- _Text shown_
***

Firefighting Foam Water Contamination Lawsuits On Track For First Jury Trial in Jan. 2023
With nearly 2,000 firefighting foam lawsuits pending throughout the federal court system, including claims brought by individuals diagnosed with cancer and water utility companies nationwide, a group of water contamination lawsuits are being prepared for the first bellwether trial, which is scheduled to begin in January 2023.
The claims have been brought against 3M Company, Tyco Fire Products, Chemguard, Inc. and other companies involved in the manufacture and sale of aqueous film-forming foam (AFFF) products, which have been used for decades during firefighter training activities and in response to fuel based fires. However, the products contained toxic chemicals, known as poly- and perfluorinated compounds (PFAS), which have caused widespread water contamination throughout the United States and been linked to the development of several types of cancer.
The litigation includes both firefighting foam water contamination lawsuits brought by water utility companies, who have incurred costs associated with cleaning up local water supplies, as well as individual lawsuits brought by former firefighters, military service members, airport employees and others diagnosed with cancer after exposure to the PFAS chemicals.
Given common questions of fact and law presented in the the claims, all complaints filed throughout the federal court system are centralized in the U.S. District Court for the District of South Carolina under Judge Richard M. Gergel, as part of a multidistrict litigation (MDL), where the Court has been presiding over coordinated discovery in common issues impacting all claims.
To help the parties gauge how juries are likely to respond to certain evidence and testimony that will be repeated throughout the claims, Judge Gergel has established a “bellwether” program, where groups of representative claims are being prepared for early trial dates, starting with a group of firefighting foam water contamination lawsuits.
In a case management order (PDF) issued on November 30, Judge Gergel amended the schedule for preparing claims for the first bellwether jury trial. The schedule now calls for parties to complete “Tier Two” fact discovery by February 21, 2022, and expert depositions by June 30, 2022. Any motions for summary judgment or challenges to the admissibility of expert witness testimony must be filed by July 18, 2022, with response in opposition due by August 15, and replies in support by August 30.
In September 2022, the parties will file recommendations about the first water contamation lawsuit that should go before a jury, with the court designating the trial case by September 30, and jury selection is slated to begin on or after January 1, 2023.

***

- _Task requirements_
Name each company that the firefighting foam article identifies as a defendant in the claims. The records have no connection to the firefighting foam article.

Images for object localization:
***

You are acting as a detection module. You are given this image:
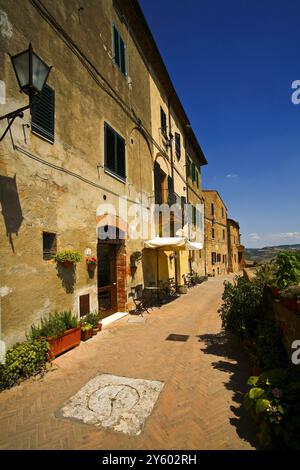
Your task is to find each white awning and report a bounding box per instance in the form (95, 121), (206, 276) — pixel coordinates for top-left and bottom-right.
(145, 237), (203, 251)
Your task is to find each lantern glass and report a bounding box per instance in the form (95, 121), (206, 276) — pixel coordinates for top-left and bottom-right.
(11, 44), (51, 95)
(32, 52), (49, 93)
(11, 49), (29, 90)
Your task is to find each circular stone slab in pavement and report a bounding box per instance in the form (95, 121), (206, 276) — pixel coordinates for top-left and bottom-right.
(60, 374), (164, 435)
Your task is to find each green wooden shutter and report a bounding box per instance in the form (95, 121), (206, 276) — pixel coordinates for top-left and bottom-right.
(160, 107), (167, 134)
(120, 36), (126, 75)
(192, 162), (196, 182)
(116, 134), (126, 178)
(175, 132), (181, 158)
(186, 157), (191, 177)
(104, 123), (116, 172)
(113, 25), (120, 67)
(31, 85), (55, 143)
(168, 176), (175, 204)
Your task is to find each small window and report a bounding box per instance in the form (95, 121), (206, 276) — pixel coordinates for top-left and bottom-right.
(195, 168), (199, 188)
(31, 85), (55, 144)
(192, 162), (196, 182)
(160, 107), (167, 136)
(79, 294), (90, 317)
(104, 123), (126, 180)
(113, 25), (126, 75)
(43, 232), (57, 259)
(192, 206), (197, 227)
(175, 132), (181, 158)
(186, 157), (191, 177)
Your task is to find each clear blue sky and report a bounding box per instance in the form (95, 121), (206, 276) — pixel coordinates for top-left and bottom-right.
(140, 0), (300, 247)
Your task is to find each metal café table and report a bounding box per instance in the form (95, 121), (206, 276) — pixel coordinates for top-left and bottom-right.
(144, 286), (165, 303)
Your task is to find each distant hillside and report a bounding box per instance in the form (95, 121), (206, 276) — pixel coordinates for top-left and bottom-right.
(245, 243), (300, 263)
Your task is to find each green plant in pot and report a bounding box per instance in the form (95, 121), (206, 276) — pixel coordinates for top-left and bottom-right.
(275, 251), (300, 290)
(280, 284), (300, 313)
(84, 312), (100, 335)
(244, 366), (300, 450)
(55, 250), (81, 268)
(26, 310), (80, 357)
(255, 260), (280, 298)
(130, 251), (142, 269)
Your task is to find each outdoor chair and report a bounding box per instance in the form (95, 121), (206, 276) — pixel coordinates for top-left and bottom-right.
(166, 277), (177, 297)
(131, 284), (150, 316)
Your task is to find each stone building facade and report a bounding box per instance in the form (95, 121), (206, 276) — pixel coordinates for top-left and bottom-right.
(203, 190), (228, 276)
(227, 219), (245, 273)
(0, 0), (206, 346)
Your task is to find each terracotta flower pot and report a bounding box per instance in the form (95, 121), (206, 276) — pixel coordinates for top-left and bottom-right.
(81, 330), (92, 341)
(47, 326), (81, 358)
(61, 260), (74, 269)
(271, 287), (280, 299)
(252, 366), (260, 375)
(87, 263), (97, 271)
(283, 299), (300, 312)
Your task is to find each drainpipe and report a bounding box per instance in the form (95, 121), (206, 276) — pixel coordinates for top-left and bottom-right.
(184, 133), (192, 275)
(168, 98), (180, 287)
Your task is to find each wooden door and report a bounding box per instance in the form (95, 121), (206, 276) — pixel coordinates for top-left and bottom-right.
(98, 243), (117, 315)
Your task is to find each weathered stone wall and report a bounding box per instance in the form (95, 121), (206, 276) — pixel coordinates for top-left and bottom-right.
(203, 191), (228, 276)
(265, 293), (300, 357)
(0, 0), (153, 345)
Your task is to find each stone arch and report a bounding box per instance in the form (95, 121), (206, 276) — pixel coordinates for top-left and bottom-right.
(96, 213), (128, 240)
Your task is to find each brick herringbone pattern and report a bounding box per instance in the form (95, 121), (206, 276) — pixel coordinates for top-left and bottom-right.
(0, 278), (255, 449)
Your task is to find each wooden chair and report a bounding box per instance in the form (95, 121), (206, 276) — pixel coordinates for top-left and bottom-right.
(131, 284), (150, 316)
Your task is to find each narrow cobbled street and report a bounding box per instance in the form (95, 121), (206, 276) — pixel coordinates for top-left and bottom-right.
(0, 277), (256, 449)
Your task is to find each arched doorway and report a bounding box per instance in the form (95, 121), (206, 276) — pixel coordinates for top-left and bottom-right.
(97, 216), (127, 316)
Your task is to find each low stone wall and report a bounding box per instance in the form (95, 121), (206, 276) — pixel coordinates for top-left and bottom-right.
(266, 293), (300, 356)
(243, 268), (256, 281)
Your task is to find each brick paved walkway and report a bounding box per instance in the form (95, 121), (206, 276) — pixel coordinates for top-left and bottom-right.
(0, 278), (256, 449)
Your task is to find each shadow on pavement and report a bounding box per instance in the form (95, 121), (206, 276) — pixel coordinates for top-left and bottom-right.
(198, 331), (260, 449)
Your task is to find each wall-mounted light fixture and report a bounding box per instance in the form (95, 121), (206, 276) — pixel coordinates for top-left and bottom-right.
(0, 44), (51, 142)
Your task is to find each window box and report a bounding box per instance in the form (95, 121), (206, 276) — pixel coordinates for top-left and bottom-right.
(47, 326), (81, 359)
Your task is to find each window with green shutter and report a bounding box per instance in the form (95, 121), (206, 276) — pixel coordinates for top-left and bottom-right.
(195, 168), (199, 188)
(192, 162), (196, 182)
(113, 25), (126, 75)
(104, 123), (126, 180)
(175, 132), (181, 159)
(31, 85), (55, 143)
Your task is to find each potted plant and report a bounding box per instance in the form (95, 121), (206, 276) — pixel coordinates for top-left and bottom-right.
(177, 284), (187, 294)
(84, 312), (102, 335)
(55, 250), (81, 268)
(130, 251), (142, 268)
(86, 257), (97, 272)
(280, 285), (300, 312)
(27, 311), (81, 359)
(81, 323), (93, 341)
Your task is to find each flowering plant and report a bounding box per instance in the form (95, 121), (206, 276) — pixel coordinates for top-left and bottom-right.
(55, 250), (81, 263)
(244, 367), (300, 450)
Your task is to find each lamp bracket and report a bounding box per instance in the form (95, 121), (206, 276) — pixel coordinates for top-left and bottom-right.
(0, 104), (30, 142)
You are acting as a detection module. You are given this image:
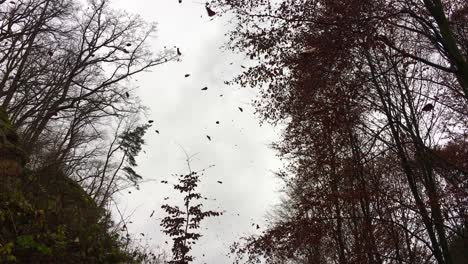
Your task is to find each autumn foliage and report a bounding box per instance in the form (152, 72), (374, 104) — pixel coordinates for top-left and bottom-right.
(215, 0), (468, 264)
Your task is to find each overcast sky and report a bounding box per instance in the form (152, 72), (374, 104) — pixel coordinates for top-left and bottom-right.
(113, 0), (281, 264)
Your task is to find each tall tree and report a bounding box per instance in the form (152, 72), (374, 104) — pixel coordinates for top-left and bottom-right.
(215, 0), (468, 263)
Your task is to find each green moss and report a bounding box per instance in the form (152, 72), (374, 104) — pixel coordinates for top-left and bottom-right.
(0, 109), (138, 263)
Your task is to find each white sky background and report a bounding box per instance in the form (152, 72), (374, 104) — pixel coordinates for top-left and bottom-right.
(112, 0), (281, 264)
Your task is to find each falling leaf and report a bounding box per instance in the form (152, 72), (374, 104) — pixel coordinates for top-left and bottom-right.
(206, 6), (216, 17)
(422, 104), (434, 112)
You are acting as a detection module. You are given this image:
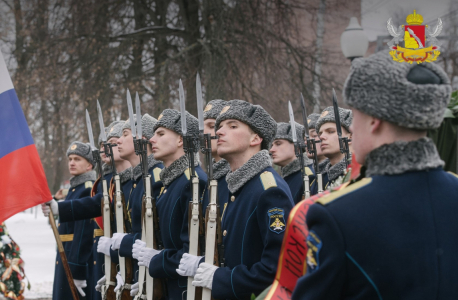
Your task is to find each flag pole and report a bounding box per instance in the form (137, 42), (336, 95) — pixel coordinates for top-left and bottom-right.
(49, 209), (79, 300)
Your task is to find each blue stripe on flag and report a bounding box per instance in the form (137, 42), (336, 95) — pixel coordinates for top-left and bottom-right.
(0, 89), (34, 158)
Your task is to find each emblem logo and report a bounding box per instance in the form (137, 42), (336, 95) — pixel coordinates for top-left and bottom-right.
(219, 105), (231, 115)
(386, 10), (442, 64)
(267, 207), (286, 234)
(204, 104), (213, 112)
(307, 231), (323, 272)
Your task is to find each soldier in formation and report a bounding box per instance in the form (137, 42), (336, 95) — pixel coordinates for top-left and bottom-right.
(43, 53), (458, 299)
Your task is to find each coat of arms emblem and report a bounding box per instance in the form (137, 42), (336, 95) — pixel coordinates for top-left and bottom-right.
(386, 10), (442, 64)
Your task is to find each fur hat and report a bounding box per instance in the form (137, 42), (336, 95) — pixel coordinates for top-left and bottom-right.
(142, 114), (157, 140)
(274, 122), (304, 143)
(343, 51), (451, 130)
(67, 141), (95, 167)
(153, 109), (199, 138)
(307, 113), (320, 129)
(204, 99), (227, 120)
(315, 106), (353, 132)
(215, 100), (277, 150)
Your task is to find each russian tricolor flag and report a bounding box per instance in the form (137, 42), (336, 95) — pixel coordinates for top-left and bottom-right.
(0, 51), (52, 223)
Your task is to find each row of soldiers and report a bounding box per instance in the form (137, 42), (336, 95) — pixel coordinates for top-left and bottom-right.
(43, 52), (458, 299)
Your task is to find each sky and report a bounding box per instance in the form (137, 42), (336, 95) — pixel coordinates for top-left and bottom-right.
(361, 0), (458, 41)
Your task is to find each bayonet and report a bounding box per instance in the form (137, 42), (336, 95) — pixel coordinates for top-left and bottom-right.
(127, 89), (137, 140)
(301, 93), (323, 193)
(86, 109), (96, 150)
(288, 101), (310, 199)
(196, 73), (204, 133)
(179, 79), (200, 300)
(178, 79), (188, 137)
(97, 100), (107, 143)
(332, 89), (350, 167)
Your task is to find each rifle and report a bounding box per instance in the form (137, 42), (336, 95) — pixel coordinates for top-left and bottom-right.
(86, 109), (116, 300)
(179, 79), (202, 300)
(288, 101), (310, 199)
(196, 74), (222, 300)
(301, 93), (323, 193)
(129, 93), (163, 300)
(97, 100), (132, 300)
(332, 89), (351, 167)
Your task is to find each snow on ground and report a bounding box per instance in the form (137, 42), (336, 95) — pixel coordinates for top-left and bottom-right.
(0, 206), (56, 299)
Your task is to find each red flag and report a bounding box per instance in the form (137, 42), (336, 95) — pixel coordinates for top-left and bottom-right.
(0, 52), (52, 223)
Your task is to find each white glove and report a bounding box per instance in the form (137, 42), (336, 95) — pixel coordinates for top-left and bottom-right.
(132, 240), (146, 259)
(114, 272), (124, 292)
(111, 233), (127, 250)
(192, 263), (218, 290)
(97, 237), (112, 256)
(73, 279), (87, 297)
(138, 247), (161, 268)
(130, 282), (138, 297)
(95, 275), (107, 293)
(1, 234), (11, 244)
(41, 199), (59, 217)
(177, 253), (203, 277)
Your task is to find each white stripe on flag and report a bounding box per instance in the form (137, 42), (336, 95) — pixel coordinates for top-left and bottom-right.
(0, 51), (14, 94)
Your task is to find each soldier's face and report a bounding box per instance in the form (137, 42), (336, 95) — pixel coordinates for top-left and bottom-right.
(100, 143), (111, 164)
(270, 139), (296, 167)
(68, 154), (92, 176)
(116, 129), (135, 159)
(307, 129), (323, 159)
(216, 119), (262, 158)
(149, 127), (183, 162)
(350, 108), (378, 164)
(318, 122), (350, 158)
(108, 137), (123, 162)
(204, 119), (217, 154)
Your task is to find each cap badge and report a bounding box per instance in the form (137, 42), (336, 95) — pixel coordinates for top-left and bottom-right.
(204, 104), (213, 112)
(219, 105), (231, 115)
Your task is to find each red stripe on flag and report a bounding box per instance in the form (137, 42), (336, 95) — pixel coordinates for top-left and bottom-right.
(0, 145), (52, 223)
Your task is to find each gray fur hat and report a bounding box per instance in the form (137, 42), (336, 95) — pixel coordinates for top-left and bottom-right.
(274, 122), (304, 143)
(204, 99), (227, 120)
(343, 51), (451, 130)
(215, 100), (277, 150)
(142, 114), (157, 140)
(153, 109), (199, 138)
(106, 120), (124, 141)
(307, 113), (320, 129)
(315, 106), (353, 132)
(67, 141), (95, 167)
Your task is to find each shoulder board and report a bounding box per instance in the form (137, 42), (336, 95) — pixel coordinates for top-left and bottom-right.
(153, 167), (162, 182)
(184, 168), (199, 180)
(447, 172), (458, 178)
(260, 171), (277, 190)
(305, 167), (314, 176)
(316, 178), (372, 205)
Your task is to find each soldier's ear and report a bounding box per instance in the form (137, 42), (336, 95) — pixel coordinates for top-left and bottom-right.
(250, 133), (262, 146)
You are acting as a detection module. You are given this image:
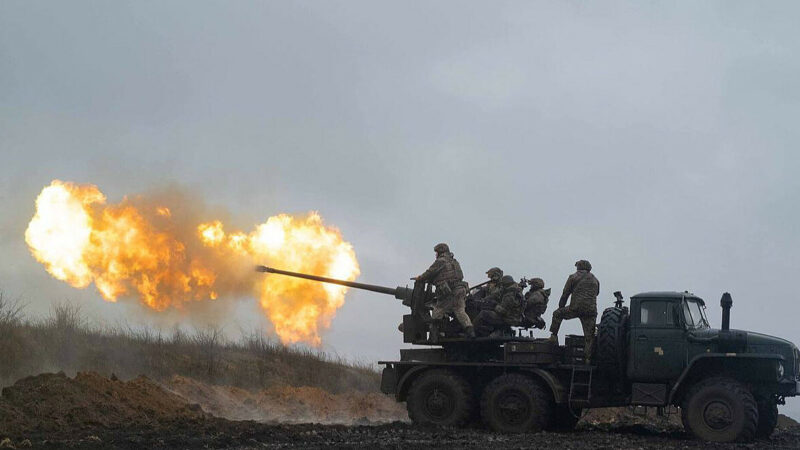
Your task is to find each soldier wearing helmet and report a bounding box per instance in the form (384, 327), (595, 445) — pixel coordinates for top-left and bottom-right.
(412, 243), (475, 342)
(475, 275), (522, 335)
(550, 259), (600, 363)
(523, 278), (550, 329)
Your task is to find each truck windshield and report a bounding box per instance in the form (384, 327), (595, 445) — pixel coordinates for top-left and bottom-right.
(683, 299), (709, 328)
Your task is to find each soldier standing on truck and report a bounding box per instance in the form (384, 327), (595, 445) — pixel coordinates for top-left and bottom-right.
(475, 275), (522, 335)
(524, 278), (550, 330)
(412, 243), (475, 343)
(550, 259), (600, 363)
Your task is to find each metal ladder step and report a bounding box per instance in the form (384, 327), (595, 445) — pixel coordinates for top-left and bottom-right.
(567, 366), (594, 404)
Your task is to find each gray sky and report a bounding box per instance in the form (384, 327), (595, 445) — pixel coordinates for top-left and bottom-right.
(0, 0), (800, 416)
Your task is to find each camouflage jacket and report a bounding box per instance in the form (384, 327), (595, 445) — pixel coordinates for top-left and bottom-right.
(525, 288), (550, 318)
(494, 283), (523, 326)
(481, 281), (503, 301)
(417, 253), (464, 289)
(558, 270), (600, 310)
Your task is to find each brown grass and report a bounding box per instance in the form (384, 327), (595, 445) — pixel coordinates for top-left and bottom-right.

***

- _Response to this task_
3M Company
Tyco Fire Products
Chemguard, Inc.